**REQUIRED TASKS**
1. Answer these questions from the forum post:
(a) How many posts does Wolfgang Woehl have?
(b) Which OCR tool does the poster name?
(c) Besides the command-line utilities, what does the forum section cover?
2. Summarize the forum post in two sentences.
3. Carry on the forum post from its final sentence.

**PAGE EXTRACT**

Pre-processing for OCR (outlined font)

Questions and postings pertaining to the usage of ImageMagick regardless of the interface. This includes the command-line utilities, as well as the C and C++ APIs. Usage questions are like "How do I use ImageMagick to create drop shadows?".
Locked
Wolfgang Woehl
Posts: 34
Joined: 2010-02-25T15:22:50-07:00
Authentication code: 8675308

Pre-processing for OCR (outlined font)

Post by Wolfgang Woehl »

I'm trying to improve OCR/tesseract legibility of text rendered in an outline font. Text spacing is dense enough that a bunch of letter pairs will touch: http://minus.com/lyPtV8gTWD0SP. Feeding this original through tesseract will not output anything useful (completely garbled).

(Records of labeled boxes)
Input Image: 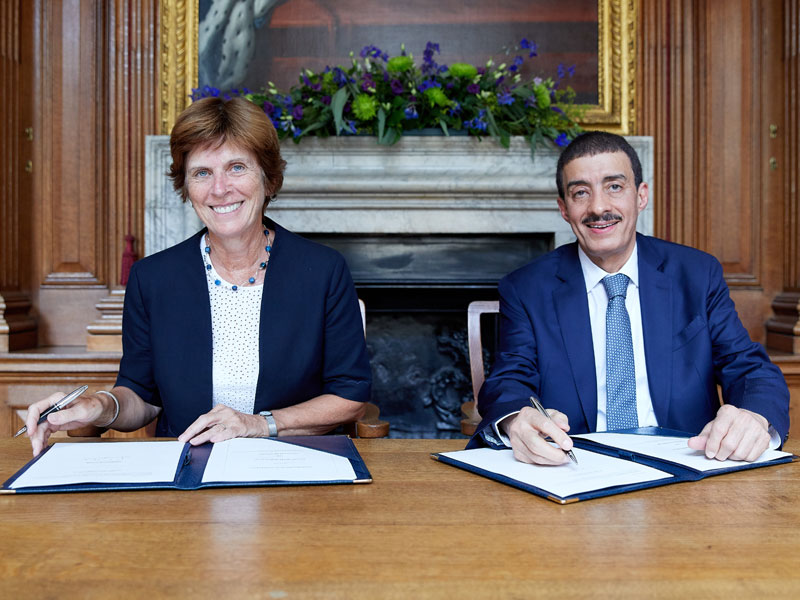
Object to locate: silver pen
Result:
[14,385,89,437]
[531,396,578,465]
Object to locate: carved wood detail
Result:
[86,289,125,352]
[766,0,800,354]
[636,0,788,342]
[0,0,37,352]
[0,291,37,352]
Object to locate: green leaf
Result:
[378,129,400,146]
[378,108,386,142]
[331,87,348,135]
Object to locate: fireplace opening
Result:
[304,233,553,438]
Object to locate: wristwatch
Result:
[258,410,278,437]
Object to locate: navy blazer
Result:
[469,235,789,446]
[117,220,372,437]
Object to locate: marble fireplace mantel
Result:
[145,136,653,255]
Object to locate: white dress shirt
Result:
[492,246,781,449]
[578,246,658,431]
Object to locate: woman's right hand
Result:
[25,393,113,456]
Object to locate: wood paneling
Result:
[637,0,785,342]
[0,0,37,352]
[767,0,800,354]
[35,0,107,286]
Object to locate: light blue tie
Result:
[603,273,639,431]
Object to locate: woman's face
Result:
[186,142,267,240]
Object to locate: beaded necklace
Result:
[203,228,274,292]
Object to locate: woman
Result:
[26,98,371,455]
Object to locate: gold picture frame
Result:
[160,0,638,135]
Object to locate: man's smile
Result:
[212,202,242,215]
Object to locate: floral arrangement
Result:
[192,39,582,152]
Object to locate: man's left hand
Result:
[689,404,770,462]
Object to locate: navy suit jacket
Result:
[469,235,789,447]
[117,221,372,437]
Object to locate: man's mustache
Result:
[581,212,622,225]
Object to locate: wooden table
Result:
[0,439,800,600]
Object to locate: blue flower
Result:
[333,67,347,87]
[359,45,389,62]
[497,92,514,106]
[422,42,446,75]
[519,38,537,58]
[419,79,442,92]
[464,109,487,131]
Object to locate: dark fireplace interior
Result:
[305,234,553,438]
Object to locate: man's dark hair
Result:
[556,131,642,199]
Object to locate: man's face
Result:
[558,152,647,273]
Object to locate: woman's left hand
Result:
[178,404,269,446]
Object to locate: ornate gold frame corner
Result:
[159,0,199,135]
[592,0,639,135]
[159,0,639,135]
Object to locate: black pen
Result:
[14,385,89,437]
[531,396,578,465]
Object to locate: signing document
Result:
[11,442,184,489]
[433,428,792,504]
[574,432,791,472]
[440,448,672,498]
[203,438,356,483]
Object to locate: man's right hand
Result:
[25,393,104,456]
[499,406,572,465]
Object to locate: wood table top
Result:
[0,438,800,600]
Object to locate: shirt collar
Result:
[578,244,639,294]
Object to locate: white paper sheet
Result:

**RESULTS OF THE EXERCISE**
1.
(a) 34
(b) tesseract
(c) The C and C++ APIs

2. Posting in the ImageMagick usage section, Wolfgang Woehl wants to make text rendered in an outline font easier for OCR with tesseract to read. Because the text is spaced so densely that many letter pairs touch, running the original through tesseract gives only garbled output.

3.
My best shot at it so far is trying to pick out the glyphs' meat by merging the black outline pixels with the background via floodfill:

Code: Select all

convert original.tif -fill black -draw 'color 5,5 floodfill' -negate output.tif
which results in http://minus.com/lbup7GGmpnwy6I. This improves OCR/tesseract output dramatically but it will result in garbled text wherever the floodfill can not reach (outlines touching) and leaves "insets" behind. E.g. "wollte" will turn into "wtalltue" because of the artefacts in "o" and between "t" and "e".

Improvements or, rather, a better idea much appreciated. Thanks in advance.
Version: ImageMagick 6.7.8-10 2012-10-07 Q16 http://www.imagemagick.org (Linux)

snibgo
Posts: 13034
Joined: 2010-01-23T23:01:33-07:00
Authentication code: 1151
Location: England, UK

Re: Pre-processing for OCR (outlined font)

Post by snibgo »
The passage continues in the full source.